* **Supplied material**:
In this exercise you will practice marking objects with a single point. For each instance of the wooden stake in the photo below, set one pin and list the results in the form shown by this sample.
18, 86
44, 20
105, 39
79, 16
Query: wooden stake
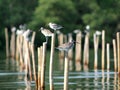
33, 61
86, 50
108, 56
115, 56
103, 49
118, 51
7, 42
78, 52
66, 71
61, 53
51, 62
28, 60
12, 45
70, 53
43, 67
95, 52
40, 52
33, 37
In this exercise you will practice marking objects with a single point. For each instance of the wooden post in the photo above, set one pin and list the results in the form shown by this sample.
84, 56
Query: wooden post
12, 45
66, 71
7, 42
78, 52
108, 56
28, 60
61, 53
17, 47
33, 37
95, 52
70, 52
51, 62
86, 50
103, 49
33, 61
115, 56
40, 52
43, 67
22, 64
118, 51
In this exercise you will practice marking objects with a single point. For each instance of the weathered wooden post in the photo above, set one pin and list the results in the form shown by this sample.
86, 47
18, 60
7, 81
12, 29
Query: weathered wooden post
115, 56
103, 49
7, 42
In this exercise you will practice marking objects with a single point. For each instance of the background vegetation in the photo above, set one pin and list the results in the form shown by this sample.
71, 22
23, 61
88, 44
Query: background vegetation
72, 14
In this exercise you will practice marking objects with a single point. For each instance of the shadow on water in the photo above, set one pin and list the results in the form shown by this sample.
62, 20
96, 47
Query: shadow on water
12, 78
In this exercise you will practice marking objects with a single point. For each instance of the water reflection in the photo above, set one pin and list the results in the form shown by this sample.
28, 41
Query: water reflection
12, 78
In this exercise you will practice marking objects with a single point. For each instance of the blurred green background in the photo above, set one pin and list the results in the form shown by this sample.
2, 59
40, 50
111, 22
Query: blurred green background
71, 14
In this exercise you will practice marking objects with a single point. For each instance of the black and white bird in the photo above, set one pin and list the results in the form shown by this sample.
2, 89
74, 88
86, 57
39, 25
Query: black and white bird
54, 26
47, 33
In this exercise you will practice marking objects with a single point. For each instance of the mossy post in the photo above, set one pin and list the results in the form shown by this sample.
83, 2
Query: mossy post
43, 66
66, 71
7, 42
103, 49
114, 54
51, 62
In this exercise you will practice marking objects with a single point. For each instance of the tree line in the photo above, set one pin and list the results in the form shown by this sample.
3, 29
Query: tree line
72, 14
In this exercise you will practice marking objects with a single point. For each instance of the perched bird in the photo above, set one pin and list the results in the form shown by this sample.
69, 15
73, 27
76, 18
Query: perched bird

* **Exercise**: Reproduce all of the entries above with "set one pin" replaced by "place one marker" and everything else unchanged. Omit the pictures.

* **Output for this task**:
In this exercise you will practice marking objects with a single point. For each instance of the wooden stake in the photo below, place one marker and list the results in the form shown by this sample.
18, 86
44, 20
105, 39
79, 16
Query: wooden stake
33, 61
86, 50
108, 56
115, 56
103, 49
118, 51
7, 42
78, 52
66, 71
61, 53
51, 62
28, 60
12, 45
70, 53
43, 67
95, 52
40, 52
33, 37
In this exercise you will practice marking objects with a single point. For each instance of the wooden post in the photo above, place one marker and list the results in the form shown by this sample.
84, 56
Query: wooden post
12, 45
66, 71
7, 42
78, 52
108, 56
28, 60
61, 53
17, 47
33, 37
95, 52
70, 52
51, 62
86, 50
103, 49
33, 61
115, 56
40, 52
43, 67
22, 64
118, 51
In this exercise you will practice marking objects with a single point. For each instance of the weathered wooden post in the photo above, place one marker and list the results in the form shown by this sample.
86, 47
18, 60
7, 81
12, 29
Query: weathered wooden post
115, 56
103, 49
7, 42
In this exercise you will practice marking objects with a single point. For each instance of the background vegetation in the photo above, place one marker and list the results in the form shown by this sample.
71, 22
23, 61
88, 44
Query: background vegetation
72, 14
In this exercise you will practice marking objects with a single point. For each instance of the shadow on water in the photo above, place one marker and list the results in the form shown by this sample.
62, 20
96, 47
Query: shadow on water
12, 78
In this exercise you will practice marking objects with a single point. For each instance of the water reflection in the photo above, place one marker and list the results in the form shown by this sample.
28, 41
Query: water reflection
12, 78
In this exercise you will practice marking objects with a single point. For each instance of the blurred green background in the photo above, place one marker and list the results in the form shown by this sample.
2, 59
40, 50
111, 22
Query: blurred green background
71, 14
In this exercise you will practice marking objects with a single point. For each instance of the black and white bird in the photo above, place one marker and list the results in the form shown by this sample.
2, 89
74, 88
86, 57
39, 25
Query: black and white bird
54, 26
47, 33
In this exercise you will practice marking objects with a single point. For each instance of the mossy post in the photo above, place one marker and list the results in the form shown by this sample.
83, 2
Query: mossy post
43, 66
66, 71
7, 42
103, 49
114, 54
51, 62
In this exercise you will practice marking objects with a single point. For each instance of the tree line in the photo above, place one marker and list the results in the form shown by this sample.
3, 29
Query: tree line
72, 14
In this exercise you will practice marking objects with a single point. For each instance of the perched bird in the photo above, place one marker and list the results in the form shown by this sample.
69, 15
73, 27
76, 18
Query: perched bird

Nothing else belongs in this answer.